> Your task
Copy the entries below word for word, from the start of the entries through the line containing "200, 161, 214]]". Leave out the pictures.

··· Records to use

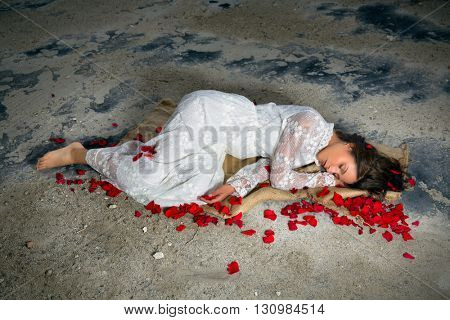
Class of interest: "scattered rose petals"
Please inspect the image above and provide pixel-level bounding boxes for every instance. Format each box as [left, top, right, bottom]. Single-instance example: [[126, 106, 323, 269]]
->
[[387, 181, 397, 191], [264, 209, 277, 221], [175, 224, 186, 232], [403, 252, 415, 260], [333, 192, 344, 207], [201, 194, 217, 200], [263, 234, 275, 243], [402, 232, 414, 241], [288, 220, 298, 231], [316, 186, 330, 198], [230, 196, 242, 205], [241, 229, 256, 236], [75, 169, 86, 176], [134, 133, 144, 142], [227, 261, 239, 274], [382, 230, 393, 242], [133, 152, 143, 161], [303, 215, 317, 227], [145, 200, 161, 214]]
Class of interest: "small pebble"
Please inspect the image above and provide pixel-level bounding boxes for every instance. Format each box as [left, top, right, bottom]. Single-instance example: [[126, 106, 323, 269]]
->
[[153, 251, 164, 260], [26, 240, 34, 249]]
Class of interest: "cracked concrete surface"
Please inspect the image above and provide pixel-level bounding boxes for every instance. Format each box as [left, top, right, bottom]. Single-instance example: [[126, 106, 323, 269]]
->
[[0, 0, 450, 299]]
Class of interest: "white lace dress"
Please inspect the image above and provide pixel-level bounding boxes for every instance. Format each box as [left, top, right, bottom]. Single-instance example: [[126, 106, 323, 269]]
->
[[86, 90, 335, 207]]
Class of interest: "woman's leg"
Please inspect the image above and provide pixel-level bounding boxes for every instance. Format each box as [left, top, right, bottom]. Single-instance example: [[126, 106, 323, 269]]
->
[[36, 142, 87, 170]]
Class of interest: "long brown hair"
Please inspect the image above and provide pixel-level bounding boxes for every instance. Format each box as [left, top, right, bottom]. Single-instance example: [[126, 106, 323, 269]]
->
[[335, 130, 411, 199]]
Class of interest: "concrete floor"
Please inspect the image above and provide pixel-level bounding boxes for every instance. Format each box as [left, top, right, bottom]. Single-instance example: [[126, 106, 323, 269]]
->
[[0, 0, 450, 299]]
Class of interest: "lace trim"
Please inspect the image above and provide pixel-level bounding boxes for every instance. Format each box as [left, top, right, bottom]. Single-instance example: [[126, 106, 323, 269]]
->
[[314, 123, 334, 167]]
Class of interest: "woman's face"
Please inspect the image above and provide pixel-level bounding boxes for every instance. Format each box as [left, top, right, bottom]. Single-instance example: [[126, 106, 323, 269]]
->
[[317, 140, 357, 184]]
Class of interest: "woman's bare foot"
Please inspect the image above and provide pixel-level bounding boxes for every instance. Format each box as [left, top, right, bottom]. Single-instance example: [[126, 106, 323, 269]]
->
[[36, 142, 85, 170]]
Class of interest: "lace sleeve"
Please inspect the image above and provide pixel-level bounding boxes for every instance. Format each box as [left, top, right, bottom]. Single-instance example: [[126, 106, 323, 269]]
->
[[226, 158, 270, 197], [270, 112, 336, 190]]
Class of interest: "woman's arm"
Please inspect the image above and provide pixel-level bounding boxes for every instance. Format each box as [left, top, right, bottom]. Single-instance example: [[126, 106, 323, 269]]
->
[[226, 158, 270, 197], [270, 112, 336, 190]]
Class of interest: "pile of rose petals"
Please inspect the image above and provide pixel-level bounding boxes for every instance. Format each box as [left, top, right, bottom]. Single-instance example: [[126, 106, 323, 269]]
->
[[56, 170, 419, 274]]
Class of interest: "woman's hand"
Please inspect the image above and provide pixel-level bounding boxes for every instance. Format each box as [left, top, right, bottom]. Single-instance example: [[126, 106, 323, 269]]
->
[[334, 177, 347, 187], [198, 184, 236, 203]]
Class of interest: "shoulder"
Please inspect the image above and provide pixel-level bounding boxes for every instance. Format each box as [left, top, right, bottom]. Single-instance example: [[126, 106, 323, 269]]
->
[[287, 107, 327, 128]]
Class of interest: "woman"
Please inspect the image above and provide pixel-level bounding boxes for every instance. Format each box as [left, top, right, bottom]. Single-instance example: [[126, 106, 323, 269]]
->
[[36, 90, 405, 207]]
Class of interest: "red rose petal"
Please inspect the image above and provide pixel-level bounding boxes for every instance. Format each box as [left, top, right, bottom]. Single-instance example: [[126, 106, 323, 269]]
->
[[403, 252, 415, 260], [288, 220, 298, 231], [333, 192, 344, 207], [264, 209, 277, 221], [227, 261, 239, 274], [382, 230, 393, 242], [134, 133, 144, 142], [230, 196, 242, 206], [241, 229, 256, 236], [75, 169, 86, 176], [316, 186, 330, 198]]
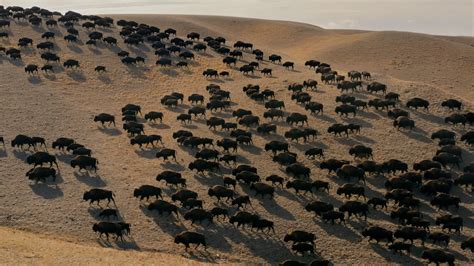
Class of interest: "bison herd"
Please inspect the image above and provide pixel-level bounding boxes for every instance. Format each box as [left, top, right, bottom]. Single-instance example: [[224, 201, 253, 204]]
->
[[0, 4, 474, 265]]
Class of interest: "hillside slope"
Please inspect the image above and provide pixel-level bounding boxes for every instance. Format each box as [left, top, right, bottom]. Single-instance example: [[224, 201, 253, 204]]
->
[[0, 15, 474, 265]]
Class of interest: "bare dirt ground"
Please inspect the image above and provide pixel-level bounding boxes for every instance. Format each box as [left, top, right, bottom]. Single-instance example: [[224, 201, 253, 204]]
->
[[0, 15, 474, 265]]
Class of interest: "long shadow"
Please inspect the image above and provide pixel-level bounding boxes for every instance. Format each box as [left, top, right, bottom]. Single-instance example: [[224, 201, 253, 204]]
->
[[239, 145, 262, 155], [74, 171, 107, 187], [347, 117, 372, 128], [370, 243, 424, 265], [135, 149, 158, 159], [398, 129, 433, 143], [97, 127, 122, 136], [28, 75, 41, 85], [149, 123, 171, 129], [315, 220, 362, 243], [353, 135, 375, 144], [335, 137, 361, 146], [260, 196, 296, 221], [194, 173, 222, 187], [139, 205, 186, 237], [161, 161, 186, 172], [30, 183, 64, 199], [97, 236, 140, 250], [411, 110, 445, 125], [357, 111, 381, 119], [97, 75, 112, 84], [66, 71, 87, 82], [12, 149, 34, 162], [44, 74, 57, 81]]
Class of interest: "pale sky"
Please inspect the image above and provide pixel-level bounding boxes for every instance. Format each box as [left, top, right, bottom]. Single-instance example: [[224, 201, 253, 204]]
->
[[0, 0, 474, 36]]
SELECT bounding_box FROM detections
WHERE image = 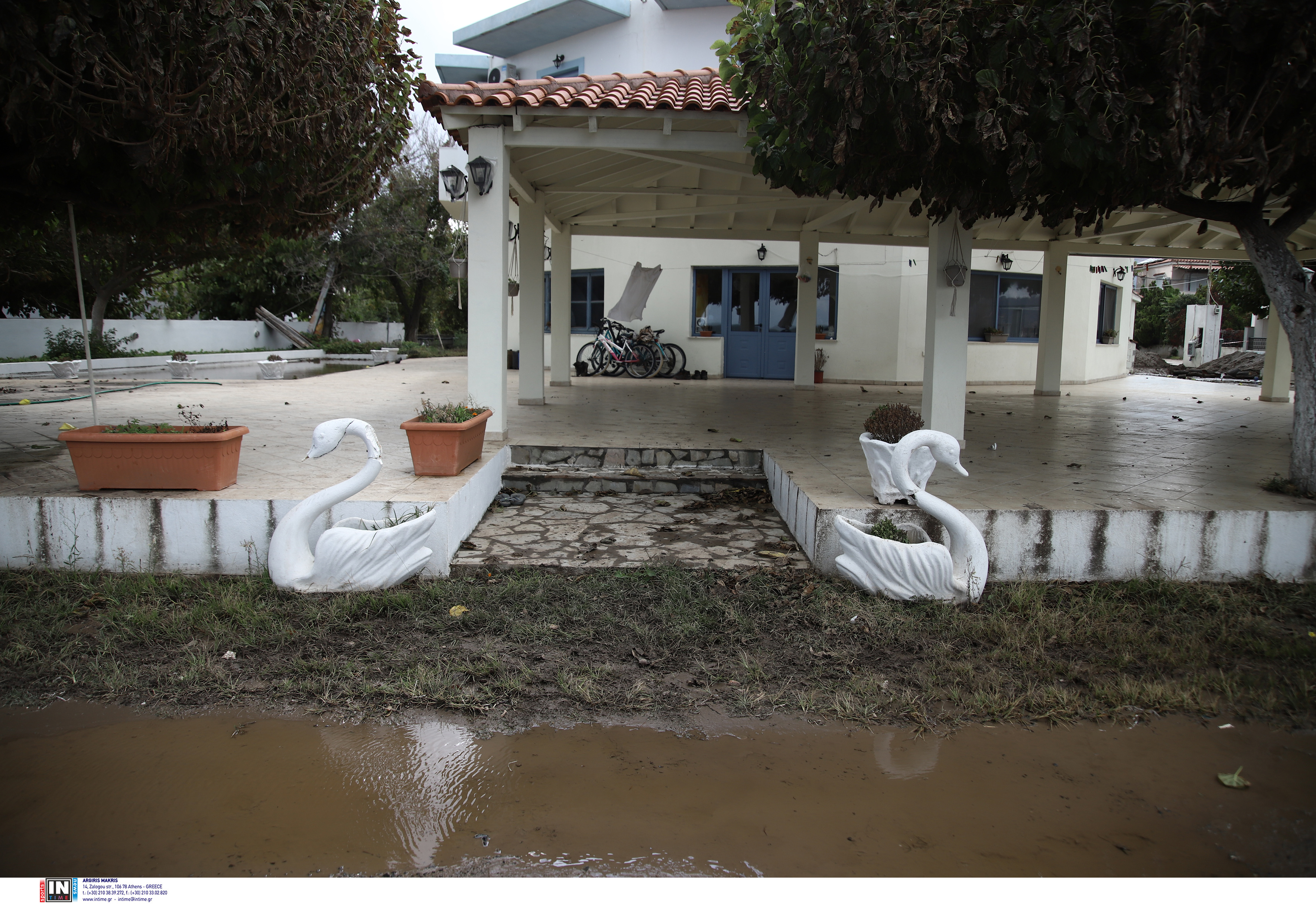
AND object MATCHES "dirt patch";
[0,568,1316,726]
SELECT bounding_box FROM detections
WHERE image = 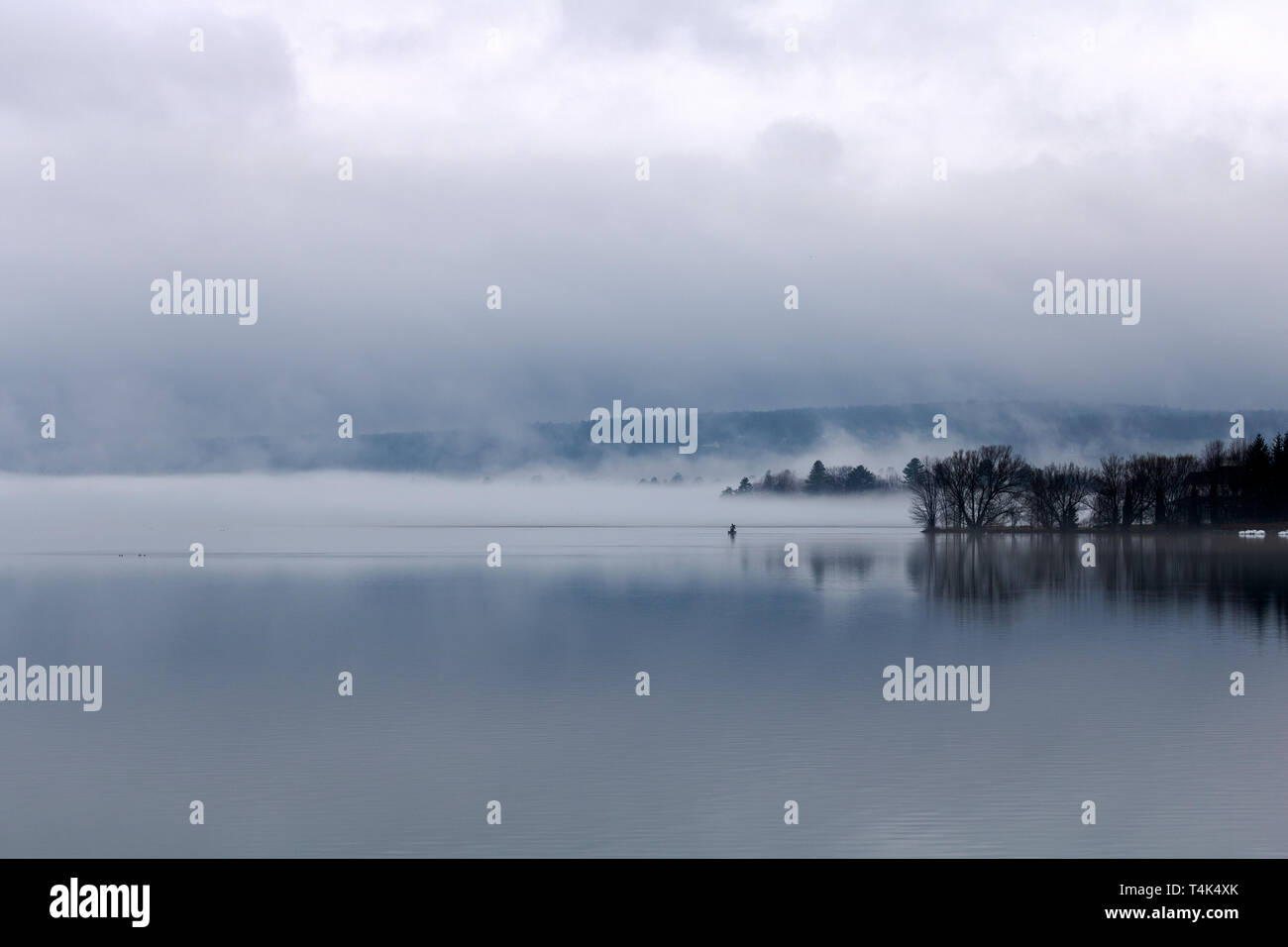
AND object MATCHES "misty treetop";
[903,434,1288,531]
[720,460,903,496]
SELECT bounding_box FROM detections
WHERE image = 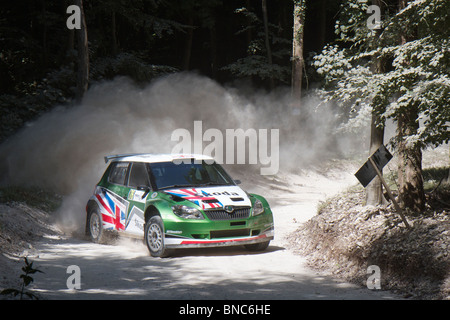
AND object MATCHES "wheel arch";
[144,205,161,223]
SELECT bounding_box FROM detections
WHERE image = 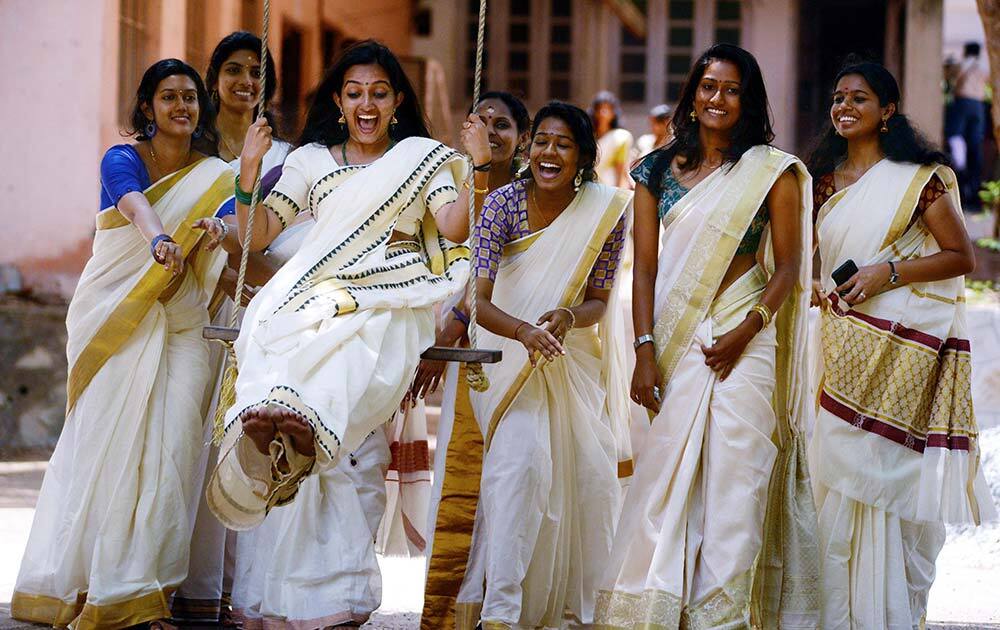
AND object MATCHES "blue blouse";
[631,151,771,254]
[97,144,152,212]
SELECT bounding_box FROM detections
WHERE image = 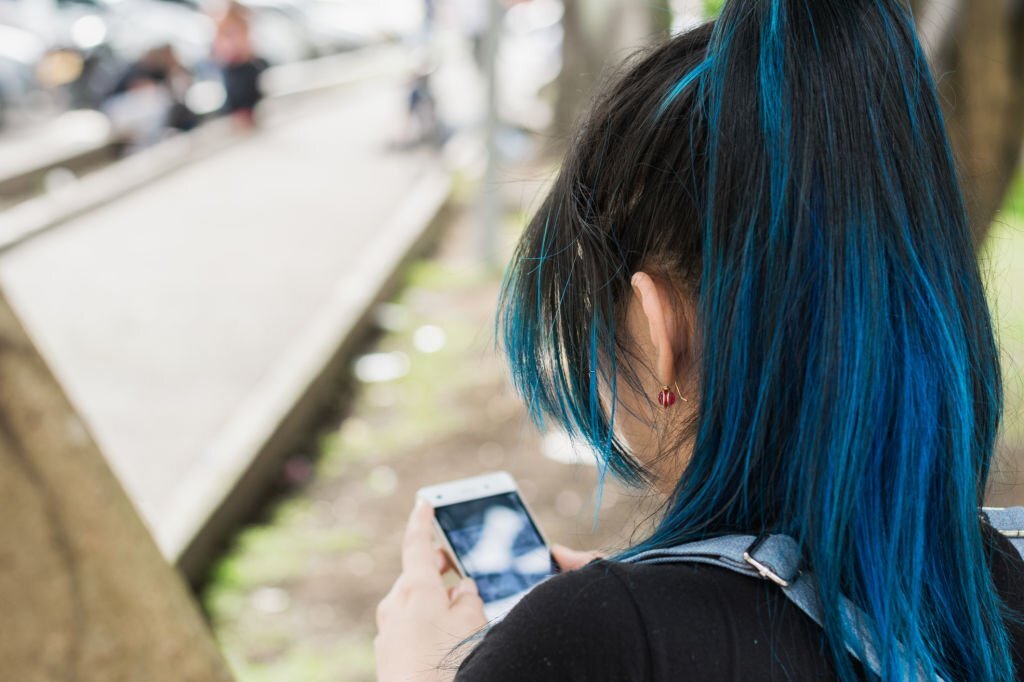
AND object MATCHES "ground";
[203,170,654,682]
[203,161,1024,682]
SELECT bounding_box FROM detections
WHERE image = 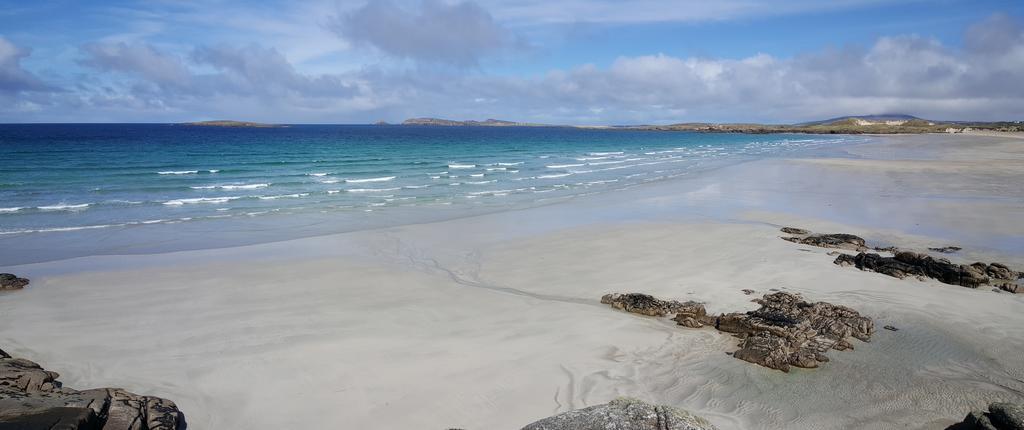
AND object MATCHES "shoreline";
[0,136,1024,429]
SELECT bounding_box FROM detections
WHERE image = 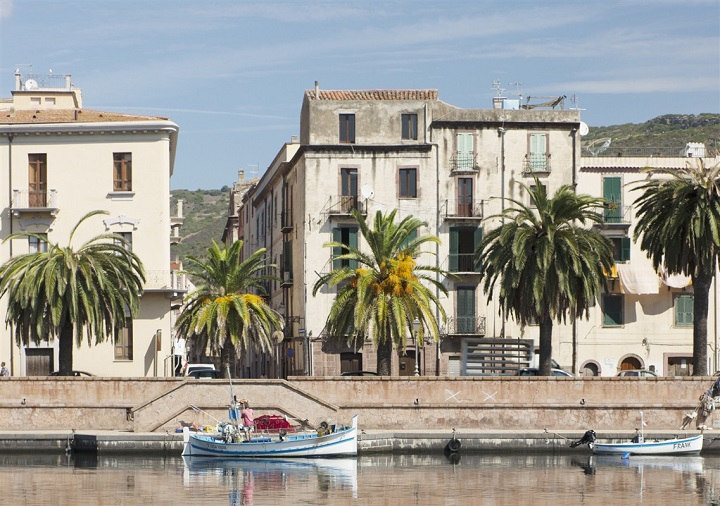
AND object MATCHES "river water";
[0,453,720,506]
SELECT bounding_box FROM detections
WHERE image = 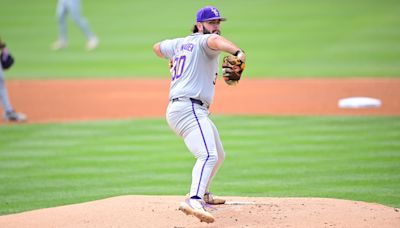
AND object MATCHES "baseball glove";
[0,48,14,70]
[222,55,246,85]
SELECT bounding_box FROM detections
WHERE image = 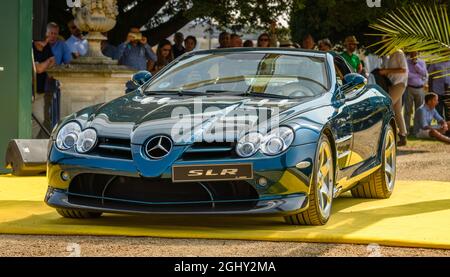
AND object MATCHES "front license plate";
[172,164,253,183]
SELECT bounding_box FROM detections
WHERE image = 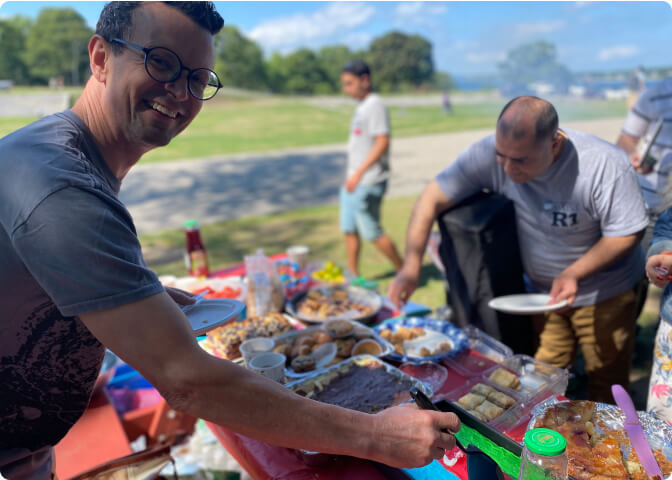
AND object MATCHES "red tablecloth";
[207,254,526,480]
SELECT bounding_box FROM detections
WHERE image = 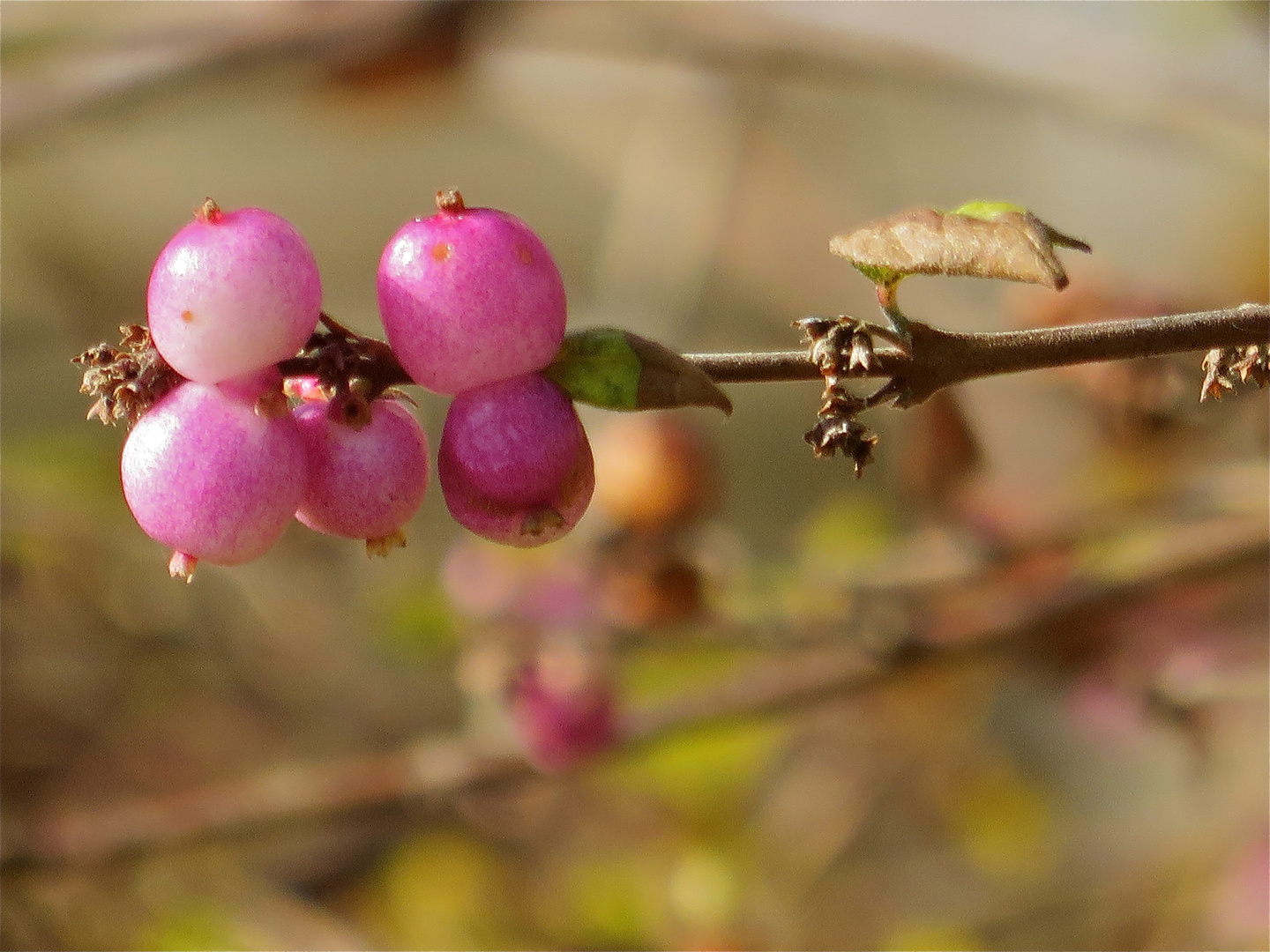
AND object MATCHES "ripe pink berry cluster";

······

> Task result
Class of interest: "scattered rose petals"
Please inspect the image above and provide pixel-level bounding boxes for every instance. Format each box as [left, top, right, bottom]. Single-instance example: [[126, 106, 323, 269]]
->
[[387, 181, 397, 191], [264, 209, 277, 221], [175, 224, 186, 232], [403, 252, 415, 260], [333, 192, 344, 207], [201, 194, 217, 200], [263, 234, 275, 243], [402, 232, 414, 241], [288, 220, 298, 231], [316, 186, 330, 198], [230, 196, 242, 205], [241, 229, 256, 236], [75, 169, 86, 176], [134, 133, 144, 142], [227, 261, 239, 274], [382, 230, 393, 242], [133, 152, 143, 161], [303, 215, 317, 227], [145, 200, 161, 214]]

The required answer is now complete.